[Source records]
>> Start

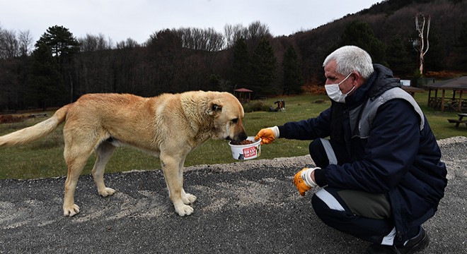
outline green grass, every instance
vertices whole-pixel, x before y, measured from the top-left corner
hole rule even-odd
[[[456,119],[456,112],[441,112],[427,107],[427,93],[417,93],[415,99],[420,105],[437,140],[449,137],[467,135],[467,128],[461,125],[456,128],[446,121]],[[255,135],[261,128],[281,125],[287,121],[315,117],[330,106],[325,95],[300,95],[263,101],[267,106],[275,106],[274,102],[283,99],[286,102],[285,112],[253,111],[246,114],[243,125],[248,135]],[[324,103],[315,103],[324,99]],[[52,116],[53,112],[47,112]],[[0,135],[33,125],[44,119],[28,119],[23,123],[0,124]],[[0,179],[35,179],[67,175],[67,166],[63,159],[63,126],[47,137],[33,143],[14,147],[0,148]],[[261,147],[260,159],[294,157],[308,154],[309,141],[279,139],[272,144]],[[89,159],[83,174],[91,174],[96,157]],[[209,140],[190,153],[185,167],[197,164],[238,162],[233,159],[226,140]],[[241,163],[241,162],[240,162]],[[156,157],[129,147],[117,148],[110,159],[106,173],[132,169],[161,169]]]

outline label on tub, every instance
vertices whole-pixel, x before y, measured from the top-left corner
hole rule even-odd
[[[243,148],[243,157],[245,158],[248,158],[253,156],[256,156],[256,147],[253,146]]]

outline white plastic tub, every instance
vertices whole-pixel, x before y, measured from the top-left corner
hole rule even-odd
[[[247,140],[251,140],[253,143],[248,145],[232,145],[232,141],[229,142],[233,159],[251,159],[257,158],[261,155],[261,140],[256,141],[255,137],[250,136]]]

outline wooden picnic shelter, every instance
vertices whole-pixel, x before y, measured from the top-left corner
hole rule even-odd
[[[241,102],[250,102],[252,90],[246,88],[238,88],[233,90],[233,95]]]
[[[424,87],[428,89],[428,106],[440,109],[442,112],[446,109],[467,111],[467,98],[462,97],[463,92],[467,92],[467,76],[437,81],[425,85]],[[438,92],[439,90],[441,95]],[[451,90],[452,96],[446,92]]]

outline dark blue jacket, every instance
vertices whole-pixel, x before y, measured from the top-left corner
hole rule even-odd
[[[279,126],[279,137],[330,137],[345,145],[353,162],[316,171],[317,183],[386,193],[400,236],[434,214],[447,184],[446,170],[426,118],[405,99],[382,104],[372,119],[368,136],[355,135],[357,127],[351,119],[356,117],[359,123],[362,116],[355,114],[360,112],[359,108],[400,85],[391,70],[376,64],[374,69],[368,80],[346,98],[345,104],[333,102],[316,118]]]

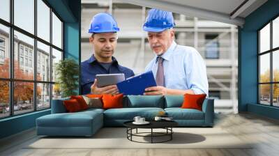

>> End

WRITTEN REQUEST → Reproduce the data above verbatim, from the line containing "outline label on tub, every instance" through the end of the data, inclusive. Omit the pictures from your answer.

SOLUTION BELOW →
outline label on tub, every instance
vertices whole-pixel, x before y, measured from the top-left corner
hole rule even-odd
[[[243,148],[243,157],[245,158],[248,158],[253,156],[256,156],[256,147],[253,146]]]

outline white plastic tub, every instance
vertices whole-pixel, x before y, measured from the top-left corner
hole rule even-odd
[[[247,140],[251,140],[253,143],[248,145],[232,145],[232,141],[229,142],[233,159],[251,159],[257,158],[261,155],[261,140],[256,141],[255,137],[250,136]]]

outline wooden picnic shelter, every instance
vertices whole-pixel, x before y, measured from the top-left corner
hole rule even-odd
[[[241,102],[250,102],[252,90],[246,88],[238,88],[233,90],[233,95]]]
[[[424,87],[428,89],[428,106],[440,109],[442,112],[446,109],[467,111],[467,98],[462,97],[463,92],[467,92],[467,76],[437,81],[425,85]],[[438,92],[439,90],[441,95]],[[451,90],[452,96],[446,92]]]

outline dark blue jacket, every instance
vertices whole-pixel, x before y, measured from the top-left corner
hole rule even-odd
[[[279,126],[279,137],[330,137],[345,145],[353,162],[316,171],[317,183],[386,193],[400,236],[434,214],[447,184],[446,170],[426,118],[405,99],[382,104],[372,119],[368,136],[355,135],[357,127],[351,119],[356,117],[359,123],[362,116],[355,114],[360,112],[359,108],[400,85],[391,70],[376,64],[374,69],[368,80],[346,98],[345,104],[333,102],[316,118]]]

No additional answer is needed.